==== DOCUMENT EXCERPT ====
De novo experiments from Pink1 knockout neurons identify impaired mitochondrial respiration, and the integrated pipeline predicts that multiple defects may underlie this bioenergetic phenotype

PINK1, a serine/threonine kinase localised to mitochondria, is implicated in rare inherited forms of PD [51]. Along with PARKIN, PINK1 is known to play a key role in mitochondrial quality control, and knockout (KO) of the Pink1 gene affects mitochondrial function, impairs CI activity and increases oxidative damage [49,52,53]. We next utilised primary cortical neurons from Pink1 KO mice to explore the effect of PINK1 on mitochondrial bioenergetic function. We measured reduced OCR compared to WT conditions (basal, maximal; Fig 7A) and a reduced sensitivity of ΔΨ_m to CIII inhibition (Antimycin A; Fig 7B). The response of Pink1 KO neurons to CI inhibition (Rotenone) was similar to WT neurons (Fig 7C).
==== RECORDS PROVIDED ====
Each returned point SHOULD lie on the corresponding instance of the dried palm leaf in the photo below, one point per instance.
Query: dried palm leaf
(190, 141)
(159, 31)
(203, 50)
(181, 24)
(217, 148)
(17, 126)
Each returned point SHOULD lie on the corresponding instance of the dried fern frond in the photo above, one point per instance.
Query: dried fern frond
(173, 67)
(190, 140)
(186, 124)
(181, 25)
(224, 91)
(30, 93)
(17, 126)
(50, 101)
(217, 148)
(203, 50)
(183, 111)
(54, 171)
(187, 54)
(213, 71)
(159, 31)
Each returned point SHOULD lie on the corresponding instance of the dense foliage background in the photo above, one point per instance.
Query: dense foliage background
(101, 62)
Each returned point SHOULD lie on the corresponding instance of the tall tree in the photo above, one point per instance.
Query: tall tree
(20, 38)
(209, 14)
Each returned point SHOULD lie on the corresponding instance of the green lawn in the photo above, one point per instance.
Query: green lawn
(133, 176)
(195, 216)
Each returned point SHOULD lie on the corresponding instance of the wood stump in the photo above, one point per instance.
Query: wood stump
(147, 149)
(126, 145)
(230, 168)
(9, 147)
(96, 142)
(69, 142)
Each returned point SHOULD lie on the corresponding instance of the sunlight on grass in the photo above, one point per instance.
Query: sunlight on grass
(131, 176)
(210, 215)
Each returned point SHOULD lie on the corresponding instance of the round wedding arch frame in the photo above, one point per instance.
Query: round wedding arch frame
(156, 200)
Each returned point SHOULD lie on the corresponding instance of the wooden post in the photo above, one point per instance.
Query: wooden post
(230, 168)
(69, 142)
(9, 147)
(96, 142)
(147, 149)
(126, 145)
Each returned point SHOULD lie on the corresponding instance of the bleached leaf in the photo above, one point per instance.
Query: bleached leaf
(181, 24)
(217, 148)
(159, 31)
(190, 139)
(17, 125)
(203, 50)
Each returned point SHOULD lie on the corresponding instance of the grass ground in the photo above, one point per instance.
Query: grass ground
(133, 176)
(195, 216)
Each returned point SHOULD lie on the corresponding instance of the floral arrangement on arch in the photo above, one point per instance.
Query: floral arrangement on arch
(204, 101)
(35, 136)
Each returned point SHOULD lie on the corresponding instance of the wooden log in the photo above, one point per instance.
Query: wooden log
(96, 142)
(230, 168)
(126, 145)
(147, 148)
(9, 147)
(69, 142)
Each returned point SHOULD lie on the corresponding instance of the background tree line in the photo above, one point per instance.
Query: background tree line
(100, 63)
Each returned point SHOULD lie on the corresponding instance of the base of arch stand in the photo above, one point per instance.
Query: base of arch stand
====
Can you reproduce the Pink1 knockout passage word for word, starting with "PINK1, a serine/threonine" and going on through "neurons (Fig 7C)."?

▸ **RESPONSE FOR THIS EXERCISE**:
PINK1, a serine/threonine kinase localised to mitochondria, is implicated in rare inherited forms of PD [51]. Along with PARKIN, PINK1 is known to play a key role in mitochondrial quality control, and knockout (KO) of the Pink1 gene affects mitochondrial function, impairs CI activity and increases oxidative damage [49,52,53]. We next utilised primary cortical neurons from Pink1 KO mice to explore the effect of PINK1 on mitochondrial bioenergetic function. We measured reduced OCR compared to WT conditions (basal, maximal; Fig 7A) and a reduced sensitivity of ΔΨ_m to CIII inhibition (Antimycin A; Fig 7B). The response of Pink1 KO neurons to CI inhibition (Rotenone) was similar to WT neurons (Fig 7C).